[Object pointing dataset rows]
——————
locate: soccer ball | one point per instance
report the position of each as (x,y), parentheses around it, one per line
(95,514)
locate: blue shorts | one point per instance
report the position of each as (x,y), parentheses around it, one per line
——————
Instruction » Rewrite every one of these rows, requests included, shifting each coordinate in the answers by adding 36 to it.

Reply »
locate: soccer ball | one point per instance
report the position of each as (x,y), parentheses around it, one per line
(131,550)
locate: blue shorts | one point per instance
report the position of each as (x,y), parentheses around it, one per line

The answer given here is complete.